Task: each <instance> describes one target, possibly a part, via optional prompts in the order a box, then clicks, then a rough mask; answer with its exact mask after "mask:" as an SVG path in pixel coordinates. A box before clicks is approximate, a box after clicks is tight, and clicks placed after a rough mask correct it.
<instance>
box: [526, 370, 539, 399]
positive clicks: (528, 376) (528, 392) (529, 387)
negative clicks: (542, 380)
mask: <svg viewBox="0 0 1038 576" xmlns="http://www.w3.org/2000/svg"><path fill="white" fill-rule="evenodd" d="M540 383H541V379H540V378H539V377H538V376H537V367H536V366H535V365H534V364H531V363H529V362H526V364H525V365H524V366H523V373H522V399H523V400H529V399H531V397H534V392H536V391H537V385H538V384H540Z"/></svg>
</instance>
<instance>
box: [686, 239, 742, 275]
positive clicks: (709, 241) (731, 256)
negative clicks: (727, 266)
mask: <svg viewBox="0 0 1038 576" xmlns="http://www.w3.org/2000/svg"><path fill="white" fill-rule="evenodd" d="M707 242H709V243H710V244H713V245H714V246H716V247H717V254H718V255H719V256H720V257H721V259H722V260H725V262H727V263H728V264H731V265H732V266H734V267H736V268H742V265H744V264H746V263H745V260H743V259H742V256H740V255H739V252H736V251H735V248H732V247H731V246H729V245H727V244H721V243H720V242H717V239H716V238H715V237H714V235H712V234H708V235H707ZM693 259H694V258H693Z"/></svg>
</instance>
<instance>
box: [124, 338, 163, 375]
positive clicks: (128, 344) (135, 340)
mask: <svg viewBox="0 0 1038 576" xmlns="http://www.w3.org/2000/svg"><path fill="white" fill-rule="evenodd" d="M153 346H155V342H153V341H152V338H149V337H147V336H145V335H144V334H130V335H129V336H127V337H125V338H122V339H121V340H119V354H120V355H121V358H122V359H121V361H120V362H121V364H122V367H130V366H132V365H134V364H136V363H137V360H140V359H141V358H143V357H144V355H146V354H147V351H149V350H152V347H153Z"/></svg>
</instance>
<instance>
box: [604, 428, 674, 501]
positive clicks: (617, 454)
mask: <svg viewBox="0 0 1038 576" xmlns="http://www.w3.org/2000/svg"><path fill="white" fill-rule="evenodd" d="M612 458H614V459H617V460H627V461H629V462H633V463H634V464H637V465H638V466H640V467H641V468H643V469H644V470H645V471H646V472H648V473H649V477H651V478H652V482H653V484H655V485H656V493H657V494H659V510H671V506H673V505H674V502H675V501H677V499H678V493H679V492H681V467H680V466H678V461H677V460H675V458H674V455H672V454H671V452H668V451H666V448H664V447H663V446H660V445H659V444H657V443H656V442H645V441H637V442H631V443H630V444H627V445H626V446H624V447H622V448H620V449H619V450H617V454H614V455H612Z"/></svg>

□ □ □ □ □ □ □

In your response, give all the records again with nothing altered.

SOLUTION TO THIS EXERCISE:
Task: each <instance> describes one target, possibly a part, via optional prompts in the order a box, then clicks, then a rough mask; answer with its exact mask after "mask:" as an SVG path in pixel coordinates. A box before clicks is approximate, a box after clicks is tight, and clicks placed after a rough mask correct it.
<instance>
box: [526, 370, 539, 399]
positive clicks: (528, 376) (528, 392) (529, 387)
negative clicks: (542, 380)
mask: <svg viewBox="0 0 1038 576" xmlns="http://www.w3.org/2000/svg"><path fill="white" fill-rule="evenodd" d="M540 383H541V379H540V378H539V377H538V376H537V367H536V366H535V365H534V364H531V363H529V362H526V364H525V365H524V366H523V373H522V399H523V400H529V399H531V397H534V392H536V391H537V385H538V384H540Z"/></svg>
</instance>
<instance>
box: [686, 239, 742, 275]
positive clicks: (709, 241) (731, 256)
negative clicks: (727, 266)
mask: <svg viewBox="0 0 1038 576" xmlns="http://www.w3.org/2000/svg"><path fill="white" fill-rule="evenodd" d="M707 242H709V243H710V244H713V245H714V246H716V247H717V254H718V255H719V256H720V257H721V259H722V260H725V262H727V263H728V264H731V265H732V266H734V267H736V268H742V265H744V264H746V263H745V260H743V259H742V256H740V255H739V252H736V251H735V248H732V247H731V246H729V245H727V244H721V243H720V242H717V239H716V238H715V237H714V235H712V234H708V235H707ZM693 259H694V258H693Z"/></svg>
</instance>
<instance>
box: [124, 338, 163, 375]
positive clicks: (128, 344) (135, 340)
mask: <svg viewBox="0 0 1038 576" xmlns="http://www.w3.org/2000/svg"><path fill="white" fill-rule="evenodd" d="M153 346H155V342H153V341H152V338H149V337H147V336H145V335H144V334H130V335H129V336H127V337H125V338H122V339H121V340H119V354H120V355H121V358H122V359H121V361H120V362H121V364H122V367H130V366H132V365H134V364H136V363H137V360H140V359H141V358H143V357H144V355H146V354H147V351H149V350H152V347H153Z"/></svg>
</instance>
<instance>
box: [604, 428, 674, 501]
positive clicks: (617, 454)
mask: <svg viewBox="0 0 1038 576" xmlns="http://www.w3.org/2000/svg"><path fill="white" fill-rule="evenodd" d="M612 458H614V459H617V460H627V461H629V462H633V463H634V464H637V465H638V466H640V467H641V468H643V469H644V470H645V471H646V472H648V473H649V477H651V478H652V482H653V484H655V485H656V493H657V494H659V510H671V506H673V505H674V502H675V501H677V499H678V493H679V492H681V467H680V466H678V461H677V460H675V458H674V455H672V454H671V452H668V451H666V448H664V447H663V446H660V445H659V444H657V443H656V442H645V441H637V442H631V443H630V444H627V445H626V446H624V447H622V448H620V449H619V450H617V454H614V455H612Z"/></svg>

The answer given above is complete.